-- Data follows --
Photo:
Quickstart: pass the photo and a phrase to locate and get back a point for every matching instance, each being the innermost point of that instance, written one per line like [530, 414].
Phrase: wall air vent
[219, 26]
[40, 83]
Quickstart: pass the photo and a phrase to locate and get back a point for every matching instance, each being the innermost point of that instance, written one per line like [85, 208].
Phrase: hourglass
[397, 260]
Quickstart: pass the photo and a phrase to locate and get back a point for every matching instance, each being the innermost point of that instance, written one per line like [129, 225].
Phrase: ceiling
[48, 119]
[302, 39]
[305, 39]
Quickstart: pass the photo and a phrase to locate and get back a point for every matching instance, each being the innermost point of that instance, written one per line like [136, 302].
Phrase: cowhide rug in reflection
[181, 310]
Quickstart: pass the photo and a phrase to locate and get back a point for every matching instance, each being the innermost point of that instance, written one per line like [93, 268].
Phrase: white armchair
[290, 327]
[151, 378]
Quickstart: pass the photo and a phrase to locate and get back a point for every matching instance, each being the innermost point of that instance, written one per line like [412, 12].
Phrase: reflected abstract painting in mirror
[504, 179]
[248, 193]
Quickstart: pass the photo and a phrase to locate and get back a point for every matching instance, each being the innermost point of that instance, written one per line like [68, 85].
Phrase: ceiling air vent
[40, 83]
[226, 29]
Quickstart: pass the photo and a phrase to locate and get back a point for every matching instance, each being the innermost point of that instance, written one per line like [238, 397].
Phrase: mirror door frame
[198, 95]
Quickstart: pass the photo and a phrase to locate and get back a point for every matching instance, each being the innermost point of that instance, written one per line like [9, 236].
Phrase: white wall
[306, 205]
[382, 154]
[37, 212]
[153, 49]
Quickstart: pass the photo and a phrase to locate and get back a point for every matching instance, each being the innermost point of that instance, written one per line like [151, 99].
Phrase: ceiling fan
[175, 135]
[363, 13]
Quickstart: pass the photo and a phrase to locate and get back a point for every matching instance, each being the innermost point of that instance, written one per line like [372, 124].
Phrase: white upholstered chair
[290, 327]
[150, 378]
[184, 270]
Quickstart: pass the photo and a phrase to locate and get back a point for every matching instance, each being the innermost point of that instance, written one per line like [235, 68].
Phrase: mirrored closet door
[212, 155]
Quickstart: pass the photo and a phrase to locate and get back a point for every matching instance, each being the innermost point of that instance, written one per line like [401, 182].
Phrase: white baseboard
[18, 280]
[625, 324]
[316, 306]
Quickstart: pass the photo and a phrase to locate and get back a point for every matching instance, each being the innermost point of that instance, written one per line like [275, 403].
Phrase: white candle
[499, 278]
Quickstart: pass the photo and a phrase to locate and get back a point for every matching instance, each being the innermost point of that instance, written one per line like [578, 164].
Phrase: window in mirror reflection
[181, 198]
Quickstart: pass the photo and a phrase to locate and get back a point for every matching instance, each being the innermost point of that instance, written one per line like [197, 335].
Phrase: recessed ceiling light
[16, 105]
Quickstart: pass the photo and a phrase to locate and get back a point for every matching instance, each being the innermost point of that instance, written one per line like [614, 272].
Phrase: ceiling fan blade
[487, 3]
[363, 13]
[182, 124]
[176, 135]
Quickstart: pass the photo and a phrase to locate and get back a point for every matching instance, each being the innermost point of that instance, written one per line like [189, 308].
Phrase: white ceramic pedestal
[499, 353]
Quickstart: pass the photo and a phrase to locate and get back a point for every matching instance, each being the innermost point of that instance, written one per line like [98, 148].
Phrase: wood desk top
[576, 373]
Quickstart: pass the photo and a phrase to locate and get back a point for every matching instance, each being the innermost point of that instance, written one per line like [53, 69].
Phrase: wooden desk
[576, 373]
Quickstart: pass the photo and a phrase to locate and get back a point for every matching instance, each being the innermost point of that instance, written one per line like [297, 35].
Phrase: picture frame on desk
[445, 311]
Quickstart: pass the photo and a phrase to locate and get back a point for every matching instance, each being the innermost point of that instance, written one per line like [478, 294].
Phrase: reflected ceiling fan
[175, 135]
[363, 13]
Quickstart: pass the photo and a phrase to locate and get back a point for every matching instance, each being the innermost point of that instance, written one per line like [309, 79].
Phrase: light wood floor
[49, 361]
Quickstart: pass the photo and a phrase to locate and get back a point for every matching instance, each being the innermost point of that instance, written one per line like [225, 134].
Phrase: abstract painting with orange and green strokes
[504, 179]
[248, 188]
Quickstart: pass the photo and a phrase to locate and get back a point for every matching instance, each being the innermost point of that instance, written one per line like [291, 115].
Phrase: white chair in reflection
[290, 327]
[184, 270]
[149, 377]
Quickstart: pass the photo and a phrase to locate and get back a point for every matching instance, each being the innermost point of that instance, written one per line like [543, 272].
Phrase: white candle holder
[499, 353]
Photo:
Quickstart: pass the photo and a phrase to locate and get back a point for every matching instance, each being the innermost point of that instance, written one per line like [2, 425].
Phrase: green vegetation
-- Data concluded --
-- Data follows --
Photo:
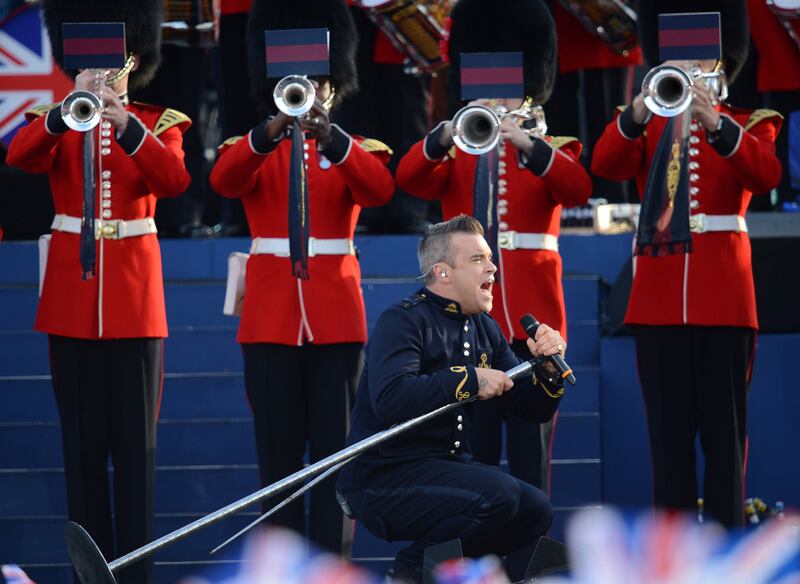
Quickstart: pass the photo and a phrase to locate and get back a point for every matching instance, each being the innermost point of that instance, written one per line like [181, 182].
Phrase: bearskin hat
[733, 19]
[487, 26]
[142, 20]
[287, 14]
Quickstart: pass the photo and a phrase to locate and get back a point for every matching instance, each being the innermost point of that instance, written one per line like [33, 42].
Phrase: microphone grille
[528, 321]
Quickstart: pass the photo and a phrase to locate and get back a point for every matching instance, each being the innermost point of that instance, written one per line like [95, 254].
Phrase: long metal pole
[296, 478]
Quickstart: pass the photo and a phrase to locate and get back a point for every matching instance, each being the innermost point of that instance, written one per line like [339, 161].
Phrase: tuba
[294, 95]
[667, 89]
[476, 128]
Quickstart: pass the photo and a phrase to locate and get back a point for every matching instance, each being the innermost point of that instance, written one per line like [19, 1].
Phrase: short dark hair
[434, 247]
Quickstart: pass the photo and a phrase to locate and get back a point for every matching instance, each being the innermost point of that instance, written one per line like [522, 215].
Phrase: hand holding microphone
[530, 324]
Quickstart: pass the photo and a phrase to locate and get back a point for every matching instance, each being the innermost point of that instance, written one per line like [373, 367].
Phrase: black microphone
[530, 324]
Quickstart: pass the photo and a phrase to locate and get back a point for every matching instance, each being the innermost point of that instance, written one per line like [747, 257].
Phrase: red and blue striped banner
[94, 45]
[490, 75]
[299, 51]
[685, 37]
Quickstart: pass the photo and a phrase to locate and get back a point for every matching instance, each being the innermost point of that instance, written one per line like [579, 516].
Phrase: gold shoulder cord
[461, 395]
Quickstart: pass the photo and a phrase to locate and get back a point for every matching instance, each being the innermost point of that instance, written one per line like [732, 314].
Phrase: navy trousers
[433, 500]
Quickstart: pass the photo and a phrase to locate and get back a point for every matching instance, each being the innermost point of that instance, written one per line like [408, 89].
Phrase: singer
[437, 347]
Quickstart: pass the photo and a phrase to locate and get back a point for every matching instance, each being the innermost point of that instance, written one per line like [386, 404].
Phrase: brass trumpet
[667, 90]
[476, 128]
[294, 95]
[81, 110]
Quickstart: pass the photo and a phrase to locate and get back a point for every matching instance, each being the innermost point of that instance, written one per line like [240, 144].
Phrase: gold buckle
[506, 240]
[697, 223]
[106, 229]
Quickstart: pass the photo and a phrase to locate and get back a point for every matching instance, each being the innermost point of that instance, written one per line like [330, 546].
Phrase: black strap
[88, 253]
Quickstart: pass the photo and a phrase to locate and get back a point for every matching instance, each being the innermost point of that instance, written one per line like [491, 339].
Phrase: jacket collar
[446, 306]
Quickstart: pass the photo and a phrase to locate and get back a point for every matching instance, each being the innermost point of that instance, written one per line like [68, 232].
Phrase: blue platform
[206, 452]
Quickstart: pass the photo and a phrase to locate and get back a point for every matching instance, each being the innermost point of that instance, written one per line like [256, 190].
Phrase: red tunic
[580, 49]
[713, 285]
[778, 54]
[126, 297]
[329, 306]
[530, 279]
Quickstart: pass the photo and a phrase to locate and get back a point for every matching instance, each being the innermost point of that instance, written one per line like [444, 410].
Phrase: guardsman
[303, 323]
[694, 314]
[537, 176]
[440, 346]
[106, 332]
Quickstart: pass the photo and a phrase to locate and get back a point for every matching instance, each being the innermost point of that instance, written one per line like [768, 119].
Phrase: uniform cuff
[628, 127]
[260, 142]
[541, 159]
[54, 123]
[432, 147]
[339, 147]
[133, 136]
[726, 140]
-- Data concluded --
— To do —
Transcribe the records above from the line holding "Phrase: white ceramic pedestal" down to the line holding "like [543, 272].", inclusive, without adding anything.

— Completed exercise —
Phrase: white ceramic pedestal
[499, 353]
Quickstart: pass the photo and a phrase to locate and get back a point for every matching instance, each being the innermost point of that instance, written one per line like [98, 148].
Phrase: wood desk top
[576, 373]
Quickstart: pass the photo and a phrase to locate and get back a point for every matching instance, each being the innermost point of that instance, written one per line like [53, 69].
Phrase: wooden desk
[576, 373]
Quickstart: pass the photo and a phrase to locate and get back a point for every matching instance, each being the innermost point of that instance, written one per line like [297, 35].
Phrase: picture frame on desk
[445, 311]
Quickstart: pass the photo and a phrase to locate and get back a point for every matching instance, each being the innermost point of that instance, written one per line like [478, 294].
Phrase: reflected ceiling fan
[175, 135]
[363, 13]
Quickstart: pass the photo and a phrase to locate and get back a point for every matching instance, each being the innermost point of that instance, written one per line like [309, 79].
Phrase: light wood floor
[49, 361]
Quickstart: pass the photo and a phrase to locate and get back a point for every matching instance, each being the innermost point of that instance, written one per line like [225, 134].
Phrase: abstract painting with orange and green strokes
[504, 179]
[248, 188]
Quickstart: pass the photo and a phrase to locate and get back a point for every matching instance, each being the innermost point of that instance, written one per line like [291, 115].
Phrase: white chair in reflection
[290, 327]
[184, 270]
[149, 377]
Quickstart: pass the photo and a phrase to locate and get back a point for every matching instance, each being the innermost point of that instance, written one per line like [543, 272].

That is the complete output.